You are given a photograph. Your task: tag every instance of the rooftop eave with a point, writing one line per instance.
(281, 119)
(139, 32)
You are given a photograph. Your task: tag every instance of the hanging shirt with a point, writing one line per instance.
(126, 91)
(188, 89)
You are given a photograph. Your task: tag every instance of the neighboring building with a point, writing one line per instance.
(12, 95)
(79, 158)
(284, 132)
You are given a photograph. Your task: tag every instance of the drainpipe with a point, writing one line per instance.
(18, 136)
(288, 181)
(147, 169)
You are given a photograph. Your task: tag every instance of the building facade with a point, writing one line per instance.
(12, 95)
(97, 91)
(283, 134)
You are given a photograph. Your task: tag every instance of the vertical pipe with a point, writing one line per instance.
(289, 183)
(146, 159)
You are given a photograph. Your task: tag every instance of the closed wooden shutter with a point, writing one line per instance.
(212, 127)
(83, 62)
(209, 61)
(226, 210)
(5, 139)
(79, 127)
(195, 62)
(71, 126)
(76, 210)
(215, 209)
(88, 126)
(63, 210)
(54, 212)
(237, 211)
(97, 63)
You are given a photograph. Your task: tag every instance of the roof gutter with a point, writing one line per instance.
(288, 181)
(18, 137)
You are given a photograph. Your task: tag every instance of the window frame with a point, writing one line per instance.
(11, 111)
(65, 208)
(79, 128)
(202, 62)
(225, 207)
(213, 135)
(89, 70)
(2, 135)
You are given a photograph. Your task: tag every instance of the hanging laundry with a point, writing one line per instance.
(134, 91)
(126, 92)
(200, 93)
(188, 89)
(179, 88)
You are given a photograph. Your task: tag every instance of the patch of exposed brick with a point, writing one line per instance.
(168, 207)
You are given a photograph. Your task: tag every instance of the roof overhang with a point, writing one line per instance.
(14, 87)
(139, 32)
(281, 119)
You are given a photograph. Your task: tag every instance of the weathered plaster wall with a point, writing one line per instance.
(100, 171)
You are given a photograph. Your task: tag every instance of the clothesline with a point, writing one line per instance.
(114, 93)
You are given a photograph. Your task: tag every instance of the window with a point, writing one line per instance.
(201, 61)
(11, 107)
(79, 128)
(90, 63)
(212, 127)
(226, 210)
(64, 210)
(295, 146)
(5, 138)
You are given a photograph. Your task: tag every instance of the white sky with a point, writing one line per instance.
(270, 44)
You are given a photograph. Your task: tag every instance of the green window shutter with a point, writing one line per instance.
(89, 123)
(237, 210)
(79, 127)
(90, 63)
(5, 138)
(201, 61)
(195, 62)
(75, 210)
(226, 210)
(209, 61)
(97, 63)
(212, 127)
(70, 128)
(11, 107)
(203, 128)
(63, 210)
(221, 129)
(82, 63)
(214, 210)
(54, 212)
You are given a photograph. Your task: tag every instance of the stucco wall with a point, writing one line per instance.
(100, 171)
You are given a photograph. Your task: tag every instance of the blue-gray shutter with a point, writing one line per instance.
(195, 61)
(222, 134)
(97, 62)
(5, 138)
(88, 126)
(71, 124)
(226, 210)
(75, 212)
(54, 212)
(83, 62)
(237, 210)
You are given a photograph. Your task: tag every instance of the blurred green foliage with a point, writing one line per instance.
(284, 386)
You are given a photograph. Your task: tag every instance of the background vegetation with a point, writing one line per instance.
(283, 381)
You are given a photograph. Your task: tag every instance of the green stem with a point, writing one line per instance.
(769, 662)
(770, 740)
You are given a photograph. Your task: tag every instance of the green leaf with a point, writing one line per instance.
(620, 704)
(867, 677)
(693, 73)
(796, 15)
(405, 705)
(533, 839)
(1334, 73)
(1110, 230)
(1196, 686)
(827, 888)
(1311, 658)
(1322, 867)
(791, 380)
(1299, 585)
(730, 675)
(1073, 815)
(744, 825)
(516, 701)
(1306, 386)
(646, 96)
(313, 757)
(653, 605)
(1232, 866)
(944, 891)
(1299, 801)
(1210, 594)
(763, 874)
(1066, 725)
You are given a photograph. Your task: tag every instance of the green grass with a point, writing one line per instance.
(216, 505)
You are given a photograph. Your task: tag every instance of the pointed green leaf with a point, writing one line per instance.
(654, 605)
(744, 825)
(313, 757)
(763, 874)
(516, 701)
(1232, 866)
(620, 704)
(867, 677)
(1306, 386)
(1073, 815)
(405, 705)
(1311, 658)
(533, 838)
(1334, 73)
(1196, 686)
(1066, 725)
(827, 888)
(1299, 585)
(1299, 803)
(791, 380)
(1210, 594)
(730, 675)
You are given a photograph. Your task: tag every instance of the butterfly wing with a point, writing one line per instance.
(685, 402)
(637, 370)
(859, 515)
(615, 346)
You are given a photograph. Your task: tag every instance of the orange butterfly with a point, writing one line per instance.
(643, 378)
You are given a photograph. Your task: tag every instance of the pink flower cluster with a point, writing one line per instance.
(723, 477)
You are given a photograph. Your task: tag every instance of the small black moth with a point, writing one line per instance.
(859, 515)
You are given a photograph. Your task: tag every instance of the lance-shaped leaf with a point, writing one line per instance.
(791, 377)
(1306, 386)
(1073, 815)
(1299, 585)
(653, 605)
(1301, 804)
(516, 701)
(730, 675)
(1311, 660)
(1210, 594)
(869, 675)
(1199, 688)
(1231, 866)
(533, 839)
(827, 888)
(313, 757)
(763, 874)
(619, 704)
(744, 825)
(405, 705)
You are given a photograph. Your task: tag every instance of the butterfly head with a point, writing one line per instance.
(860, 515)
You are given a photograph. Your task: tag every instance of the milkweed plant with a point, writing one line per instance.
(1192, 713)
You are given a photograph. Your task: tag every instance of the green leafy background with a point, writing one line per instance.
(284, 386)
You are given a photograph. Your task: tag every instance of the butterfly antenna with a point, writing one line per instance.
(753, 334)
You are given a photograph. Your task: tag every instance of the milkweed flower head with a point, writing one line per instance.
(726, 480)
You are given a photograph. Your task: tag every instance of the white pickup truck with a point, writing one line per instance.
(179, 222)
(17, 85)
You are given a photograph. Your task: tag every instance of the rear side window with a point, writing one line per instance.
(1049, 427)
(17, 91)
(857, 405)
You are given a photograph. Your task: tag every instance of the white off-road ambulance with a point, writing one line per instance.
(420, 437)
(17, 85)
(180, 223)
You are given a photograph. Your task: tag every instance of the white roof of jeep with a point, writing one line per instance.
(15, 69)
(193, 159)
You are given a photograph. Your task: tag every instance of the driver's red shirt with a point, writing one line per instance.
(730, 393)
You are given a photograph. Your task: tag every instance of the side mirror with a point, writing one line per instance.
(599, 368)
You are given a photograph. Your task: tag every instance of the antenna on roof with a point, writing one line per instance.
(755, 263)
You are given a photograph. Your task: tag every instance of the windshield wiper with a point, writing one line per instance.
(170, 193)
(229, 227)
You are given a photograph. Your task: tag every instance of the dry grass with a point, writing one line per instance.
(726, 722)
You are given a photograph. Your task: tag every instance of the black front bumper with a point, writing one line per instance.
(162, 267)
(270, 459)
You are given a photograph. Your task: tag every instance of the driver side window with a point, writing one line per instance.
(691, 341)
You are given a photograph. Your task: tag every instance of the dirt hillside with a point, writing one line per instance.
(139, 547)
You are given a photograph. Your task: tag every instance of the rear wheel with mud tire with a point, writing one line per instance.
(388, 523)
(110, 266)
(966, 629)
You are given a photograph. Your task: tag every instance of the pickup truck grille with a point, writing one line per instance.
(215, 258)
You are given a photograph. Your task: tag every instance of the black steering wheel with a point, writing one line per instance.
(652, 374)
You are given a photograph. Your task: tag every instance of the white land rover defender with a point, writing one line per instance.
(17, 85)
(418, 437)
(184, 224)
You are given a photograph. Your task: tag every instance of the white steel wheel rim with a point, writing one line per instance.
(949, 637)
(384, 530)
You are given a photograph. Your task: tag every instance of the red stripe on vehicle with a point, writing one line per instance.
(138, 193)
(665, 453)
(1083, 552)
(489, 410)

----------

=== PROBLEM TO WORK ON ===
Update the records from the line containing "of the dirt" through the end, changing "grille" to "front bumper" and leaving everything else unchanged. Write out only those lines.

=== TASK SOLUTION ===
You are given a photograph. Your task: tag every instance of the dirt hillside with a point, writing one line per instance.
(139, 547)
You are given a photograph. Your task: tag every instance of the rear wheel with mud tire with a point, writing one line per instance.
(388, 523)
(110, 266)
(966, 629)
You are given a photograph. Your task: tag every instance of the pickup truck front bumper with a point, writing one line per instance.
(215, 258)
You are given a photograph. Your task: tag every instance of the black steering wheel with a point, writing one line per instance.
(652, 374)
You are given a photograph. Your task: tag every instance of the white land rover defender with a point, writing one line per instance.
(17, 85)
(418, 437)
(184, 224)
You are given a photograph. Your task: tag every instance of the white steel wheel rim with a point, writing one line per instance.
(949, 637)
(384, 530)
You are given a photograph. Your task: tag every instance of the red stripe on vehicle with a point, writing one line per instance.
(138, 193)
(665, 453)
(1083, 552)
(489, 410)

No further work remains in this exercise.